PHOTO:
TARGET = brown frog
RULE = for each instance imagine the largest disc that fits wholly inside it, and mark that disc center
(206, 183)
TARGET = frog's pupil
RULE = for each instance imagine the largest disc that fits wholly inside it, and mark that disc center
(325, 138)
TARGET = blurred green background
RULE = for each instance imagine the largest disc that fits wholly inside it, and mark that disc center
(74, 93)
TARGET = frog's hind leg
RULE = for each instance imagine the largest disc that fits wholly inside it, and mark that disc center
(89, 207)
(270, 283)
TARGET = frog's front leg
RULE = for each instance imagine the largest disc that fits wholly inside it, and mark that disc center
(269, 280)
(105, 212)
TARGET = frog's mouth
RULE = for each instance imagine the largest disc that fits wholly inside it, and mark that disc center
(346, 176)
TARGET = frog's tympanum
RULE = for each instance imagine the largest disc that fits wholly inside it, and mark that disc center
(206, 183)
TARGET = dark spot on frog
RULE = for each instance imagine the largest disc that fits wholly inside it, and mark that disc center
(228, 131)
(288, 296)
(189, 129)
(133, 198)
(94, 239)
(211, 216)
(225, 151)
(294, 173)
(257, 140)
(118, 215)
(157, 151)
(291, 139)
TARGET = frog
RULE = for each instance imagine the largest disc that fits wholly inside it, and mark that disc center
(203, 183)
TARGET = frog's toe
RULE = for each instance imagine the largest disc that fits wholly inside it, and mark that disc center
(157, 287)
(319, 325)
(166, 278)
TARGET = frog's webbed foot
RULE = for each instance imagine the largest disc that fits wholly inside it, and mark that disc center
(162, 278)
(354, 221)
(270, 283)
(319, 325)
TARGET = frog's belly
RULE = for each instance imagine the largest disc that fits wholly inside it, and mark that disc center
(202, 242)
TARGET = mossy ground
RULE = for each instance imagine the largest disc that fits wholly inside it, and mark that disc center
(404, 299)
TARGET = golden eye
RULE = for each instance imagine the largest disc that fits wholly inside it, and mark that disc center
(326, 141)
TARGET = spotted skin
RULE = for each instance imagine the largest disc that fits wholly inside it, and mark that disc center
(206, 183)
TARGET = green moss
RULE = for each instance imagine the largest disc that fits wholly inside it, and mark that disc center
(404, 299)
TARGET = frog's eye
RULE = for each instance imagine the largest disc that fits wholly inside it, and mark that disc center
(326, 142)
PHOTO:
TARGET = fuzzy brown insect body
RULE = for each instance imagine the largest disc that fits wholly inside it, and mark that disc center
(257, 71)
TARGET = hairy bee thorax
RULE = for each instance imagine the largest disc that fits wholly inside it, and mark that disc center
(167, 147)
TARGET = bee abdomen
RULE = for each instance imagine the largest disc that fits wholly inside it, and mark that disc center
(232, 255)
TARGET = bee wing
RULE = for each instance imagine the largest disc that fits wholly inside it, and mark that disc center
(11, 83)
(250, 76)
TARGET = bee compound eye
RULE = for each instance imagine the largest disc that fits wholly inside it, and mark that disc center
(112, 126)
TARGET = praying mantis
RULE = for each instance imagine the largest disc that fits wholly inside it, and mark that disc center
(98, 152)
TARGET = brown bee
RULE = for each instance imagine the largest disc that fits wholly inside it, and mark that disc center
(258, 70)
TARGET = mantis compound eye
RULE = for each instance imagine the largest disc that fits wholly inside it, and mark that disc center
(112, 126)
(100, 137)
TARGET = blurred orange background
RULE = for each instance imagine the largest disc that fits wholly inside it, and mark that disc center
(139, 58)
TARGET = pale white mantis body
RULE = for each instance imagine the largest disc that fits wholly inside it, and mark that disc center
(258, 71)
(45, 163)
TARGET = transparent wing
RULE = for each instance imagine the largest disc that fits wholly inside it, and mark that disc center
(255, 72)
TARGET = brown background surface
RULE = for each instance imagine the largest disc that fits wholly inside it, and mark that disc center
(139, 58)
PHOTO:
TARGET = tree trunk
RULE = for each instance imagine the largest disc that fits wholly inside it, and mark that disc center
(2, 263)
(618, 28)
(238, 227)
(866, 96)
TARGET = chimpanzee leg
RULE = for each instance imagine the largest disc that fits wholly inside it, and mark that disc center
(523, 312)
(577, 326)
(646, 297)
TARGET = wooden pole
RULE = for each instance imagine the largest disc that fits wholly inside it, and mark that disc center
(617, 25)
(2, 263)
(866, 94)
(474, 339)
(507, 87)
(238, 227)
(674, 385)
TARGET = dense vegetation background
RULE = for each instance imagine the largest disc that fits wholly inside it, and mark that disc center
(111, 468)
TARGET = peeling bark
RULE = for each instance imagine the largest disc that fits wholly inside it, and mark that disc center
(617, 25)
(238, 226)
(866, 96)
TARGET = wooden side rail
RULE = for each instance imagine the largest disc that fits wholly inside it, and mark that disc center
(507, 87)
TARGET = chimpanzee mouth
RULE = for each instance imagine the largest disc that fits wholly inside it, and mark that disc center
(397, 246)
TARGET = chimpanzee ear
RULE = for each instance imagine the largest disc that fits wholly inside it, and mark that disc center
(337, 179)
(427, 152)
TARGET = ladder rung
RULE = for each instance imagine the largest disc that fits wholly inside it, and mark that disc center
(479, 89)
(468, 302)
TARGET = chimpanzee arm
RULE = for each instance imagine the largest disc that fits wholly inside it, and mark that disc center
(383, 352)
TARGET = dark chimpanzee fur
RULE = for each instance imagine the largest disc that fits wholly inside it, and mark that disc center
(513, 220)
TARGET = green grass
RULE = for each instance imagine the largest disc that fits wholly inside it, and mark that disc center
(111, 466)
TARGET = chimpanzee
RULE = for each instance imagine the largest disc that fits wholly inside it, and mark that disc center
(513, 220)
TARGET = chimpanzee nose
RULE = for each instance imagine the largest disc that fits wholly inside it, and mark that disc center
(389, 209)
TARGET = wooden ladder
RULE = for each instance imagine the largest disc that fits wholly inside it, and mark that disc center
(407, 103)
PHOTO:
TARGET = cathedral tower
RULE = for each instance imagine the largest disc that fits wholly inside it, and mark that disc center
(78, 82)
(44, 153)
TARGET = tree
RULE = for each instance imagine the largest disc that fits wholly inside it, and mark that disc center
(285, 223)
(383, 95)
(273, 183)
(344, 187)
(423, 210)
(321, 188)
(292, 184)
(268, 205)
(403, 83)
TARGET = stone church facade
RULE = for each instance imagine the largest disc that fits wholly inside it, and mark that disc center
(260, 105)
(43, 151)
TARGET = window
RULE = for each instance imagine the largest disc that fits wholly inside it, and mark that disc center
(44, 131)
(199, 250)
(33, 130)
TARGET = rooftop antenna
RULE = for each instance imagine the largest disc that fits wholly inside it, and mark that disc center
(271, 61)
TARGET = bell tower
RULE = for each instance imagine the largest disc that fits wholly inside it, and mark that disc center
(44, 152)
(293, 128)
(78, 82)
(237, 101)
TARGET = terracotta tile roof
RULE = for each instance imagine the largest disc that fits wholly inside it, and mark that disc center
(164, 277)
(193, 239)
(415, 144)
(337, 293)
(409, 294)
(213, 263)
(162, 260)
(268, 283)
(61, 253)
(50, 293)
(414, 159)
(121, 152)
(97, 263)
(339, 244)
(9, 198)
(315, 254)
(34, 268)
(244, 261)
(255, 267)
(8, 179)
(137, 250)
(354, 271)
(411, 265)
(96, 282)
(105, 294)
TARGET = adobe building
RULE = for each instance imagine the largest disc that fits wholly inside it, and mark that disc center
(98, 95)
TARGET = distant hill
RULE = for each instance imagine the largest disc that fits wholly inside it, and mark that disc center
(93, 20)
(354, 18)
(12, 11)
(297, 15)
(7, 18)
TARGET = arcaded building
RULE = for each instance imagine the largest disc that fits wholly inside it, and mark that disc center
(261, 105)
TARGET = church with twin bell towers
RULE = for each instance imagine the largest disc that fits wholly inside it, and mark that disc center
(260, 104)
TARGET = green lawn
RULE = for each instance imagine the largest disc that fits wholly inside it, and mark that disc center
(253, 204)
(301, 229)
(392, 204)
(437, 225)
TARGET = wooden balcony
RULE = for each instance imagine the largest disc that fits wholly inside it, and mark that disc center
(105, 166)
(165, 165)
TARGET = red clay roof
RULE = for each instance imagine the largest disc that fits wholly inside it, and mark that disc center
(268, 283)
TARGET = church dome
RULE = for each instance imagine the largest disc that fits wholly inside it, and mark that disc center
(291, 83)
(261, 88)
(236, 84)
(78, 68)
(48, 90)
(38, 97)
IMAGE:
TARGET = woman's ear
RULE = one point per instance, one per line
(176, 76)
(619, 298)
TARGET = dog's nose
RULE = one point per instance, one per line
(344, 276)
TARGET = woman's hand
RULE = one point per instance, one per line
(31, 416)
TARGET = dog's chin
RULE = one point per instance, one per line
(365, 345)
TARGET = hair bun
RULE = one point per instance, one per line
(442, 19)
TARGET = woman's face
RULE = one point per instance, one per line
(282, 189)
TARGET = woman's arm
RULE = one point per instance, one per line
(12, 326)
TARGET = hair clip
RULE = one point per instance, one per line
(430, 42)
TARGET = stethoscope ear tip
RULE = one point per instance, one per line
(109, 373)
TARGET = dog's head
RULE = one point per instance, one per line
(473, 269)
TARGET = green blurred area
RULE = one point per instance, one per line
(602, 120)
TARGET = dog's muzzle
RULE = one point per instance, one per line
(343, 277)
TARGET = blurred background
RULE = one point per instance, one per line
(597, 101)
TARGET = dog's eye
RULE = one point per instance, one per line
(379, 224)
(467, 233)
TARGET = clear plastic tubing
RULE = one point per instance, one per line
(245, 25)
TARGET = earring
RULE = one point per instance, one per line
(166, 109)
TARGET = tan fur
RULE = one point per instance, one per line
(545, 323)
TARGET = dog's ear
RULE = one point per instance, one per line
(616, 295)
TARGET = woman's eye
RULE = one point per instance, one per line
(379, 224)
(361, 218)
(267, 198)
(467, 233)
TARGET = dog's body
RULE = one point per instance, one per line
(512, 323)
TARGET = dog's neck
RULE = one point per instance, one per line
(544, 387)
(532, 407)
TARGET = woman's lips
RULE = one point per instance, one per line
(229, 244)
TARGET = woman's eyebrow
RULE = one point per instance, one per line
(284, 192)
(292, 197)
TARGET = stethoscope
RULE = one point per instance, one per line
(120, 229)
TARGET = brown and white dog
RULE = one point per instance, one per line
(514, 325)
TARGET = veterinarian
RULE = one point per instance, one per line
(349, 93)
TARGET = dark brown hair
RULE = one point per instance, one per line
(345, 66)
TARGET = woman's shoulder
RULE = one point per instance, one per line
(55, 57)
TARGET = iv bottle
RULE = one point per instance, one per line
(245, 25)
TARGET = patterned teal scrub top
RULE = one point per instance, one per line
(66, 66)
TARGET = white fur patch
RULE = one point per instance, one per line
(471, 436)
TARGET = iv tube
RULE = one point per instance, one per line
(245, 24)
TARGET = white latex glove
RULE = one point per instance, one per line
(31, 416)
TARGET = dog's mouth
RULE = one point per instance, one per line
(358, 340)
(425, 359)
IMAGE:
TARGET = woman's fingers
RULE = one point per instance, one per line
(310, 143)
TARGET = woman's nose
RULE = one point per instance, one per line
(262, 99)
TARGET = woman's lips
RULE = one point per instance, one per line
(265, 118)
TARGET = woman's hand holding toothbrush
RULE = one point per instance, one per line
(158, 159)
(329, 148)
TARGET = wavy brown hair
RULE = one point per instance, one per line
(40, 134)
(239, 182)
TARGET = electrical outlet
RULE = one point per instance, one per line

**********

HOW TO COMPLETE THIS TASK
Where a line of the entries contains "church", report that line.

WRITTEN ANSWER
TARGET = stone church facade
TARGET = church with twin bell towers
TARGET = church dome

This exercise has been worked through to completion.